[BRIEF]:
Transcribe everything in the records, dropping and changing nothing.

######

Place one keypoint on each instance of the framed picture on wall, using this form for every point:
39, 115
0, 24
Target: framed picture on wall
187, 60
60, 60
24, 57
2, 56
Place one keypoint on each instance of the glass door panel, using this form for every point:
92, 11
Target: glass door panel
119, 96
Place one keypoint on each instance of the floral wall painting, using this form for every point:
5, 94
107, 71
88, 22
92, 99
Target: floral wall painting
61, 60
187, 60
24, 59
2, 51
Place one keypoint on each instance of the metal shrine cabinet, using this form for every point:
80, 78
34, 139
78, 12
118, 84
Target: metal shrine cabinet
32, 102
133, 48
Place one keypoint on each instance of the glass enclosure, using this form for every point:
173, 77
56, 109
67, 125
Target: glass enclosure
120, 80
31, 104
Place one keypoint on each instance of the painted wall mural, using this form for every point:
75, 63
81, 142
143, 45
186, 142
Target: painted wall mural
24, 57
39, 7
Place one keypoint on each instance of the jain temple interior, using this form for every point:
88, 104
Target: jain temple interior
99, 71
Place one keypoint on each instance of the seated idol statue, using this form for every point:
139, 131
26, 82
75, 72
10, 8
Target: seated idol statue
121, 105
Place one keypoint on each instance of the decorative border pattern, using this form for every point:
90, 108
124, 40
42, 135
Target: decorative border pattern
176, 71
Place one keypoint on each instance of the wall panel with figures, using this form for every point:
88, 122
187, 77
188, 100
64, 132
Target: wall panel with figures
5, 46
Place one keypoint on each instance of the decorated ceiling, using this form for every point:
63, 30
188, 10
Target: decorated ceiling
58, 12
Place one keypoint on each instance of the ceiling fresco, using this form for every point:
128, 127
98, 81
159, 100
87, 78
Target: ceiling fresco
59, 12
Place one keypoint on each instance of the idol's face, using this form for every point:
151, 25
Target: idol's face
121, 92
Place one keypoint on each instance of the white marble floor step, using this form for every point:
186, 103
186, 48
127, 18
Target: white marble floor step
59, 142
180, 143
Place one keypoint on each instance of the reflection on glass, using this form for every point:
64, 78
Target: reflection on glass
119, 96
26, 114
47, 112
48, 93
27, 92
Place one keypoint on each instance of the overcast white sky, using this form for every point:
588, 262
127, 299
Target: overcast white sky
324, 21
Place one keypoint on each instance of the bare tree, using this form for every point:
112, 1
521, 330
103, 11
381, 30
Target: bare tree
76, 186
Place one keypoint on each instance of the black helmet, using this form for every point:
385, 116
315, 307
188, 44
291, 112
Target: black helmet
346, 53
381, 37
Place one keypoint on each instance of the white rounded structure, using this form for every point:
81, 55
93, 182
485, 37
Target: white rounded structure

######

[OUTPUT]:
Place one keypoint on each instance of the framed picture on wall, using this form for every point:
39, 115
0, 24
Target: framed picture on wall
187, 60
60, 60
24, 57
2, 56
Place one keypoint on each instance of the glass door panel, using this form for every point:
92, 11
Target: glass door panel
119, 96
Place one keypoint on each instance of the floral wall painting, using this form for every point:
5, 94
107, 71
88, 22
92, 99
Target: floral wall painting
61, 60
187, 60
24, 59
2, 51
Place one keypoint on each instance of the metal shrine cabinet, using this form for every point:
80, 78
34, 139
78, 12
118, 84
Target: metal shrine cabinet
32, 102
133, 48
Place one keypoint on each instance of the glass enclosure, using this form for every point:
173, 77
56, 109
67, 125
Target: glass enclosure
120, 80
31, 104
Place one keypoint on each instance of the painted wall mural, using this form for every point:
75, 63
81, 142
143, 45
186, 142
Target: painted wall mural
24, 57
39, 7
Place one keypoint on each instance of the jain temple interior, using this form for every point:
88, 104
Target: jain temple interior
99, 71
Place one keypoint on each instance of the seated idol statue, using this form for every point:
139, 131
26, 82
75, 72
10, 8
Target: seated idol statue
121, 105
Place one keypoint on each instance of the decorative border pattern, using this form for every point:
90, 108
124, 40
42, 135
Target: decorative border pattern
176, 71
Place one keypoint on each instance of the wall panel with figures, using this form for every point:
88, 122
187, 77
188, 100
64, 132
Target: wall panel with figures
5, 46
Place one keypoint on each instance of the decorated ceiling, using this form for every point:
63, 30
188, 10
Target: decorated ceiling
58, 12
Place one keypoint on each instance of the ceiling fresco, using this form for every point:
128, 127
98, 81
159, 100
87, 78
Target: ceiling fresco
59, 12
Place one keypoint on each instance of the idol's face, using this form for every point:
151, 25
Target: idol's face
121, 92
Place one keypoint on each instance of the white marble floor step, using this form for every point:
186, 103
186, 48
127, 18
Target: white marble floor step
59, 142
180, 143
Place one keypoint on each instance of the reflection on glass, using this form for every point:
64, 78
Target: reflection on glass
119, 96
26, 114
47, 112
48, 93
27, 92
Place one keypoint on each instance of the overcast white sky, using this form for every point:
588, 262
127, 299
Target: overcast white sky
324, 21
Place one keypoint on each instance of the bare tree, using this form for every point:
112, 1
521, 330
103, 11
381, 30
Target: bare tree
76, 186
Place one keypoint on each instance of the black helmet, using this form for every point:
385, 116
315, 307
188, 44
291, 112
Target: black helmet
346, 53
381, 37
Place one keypoint on each instance of the white rounded structure, using this form for every point:
81, 55
93, 182
485, 37
Target: white rounded structure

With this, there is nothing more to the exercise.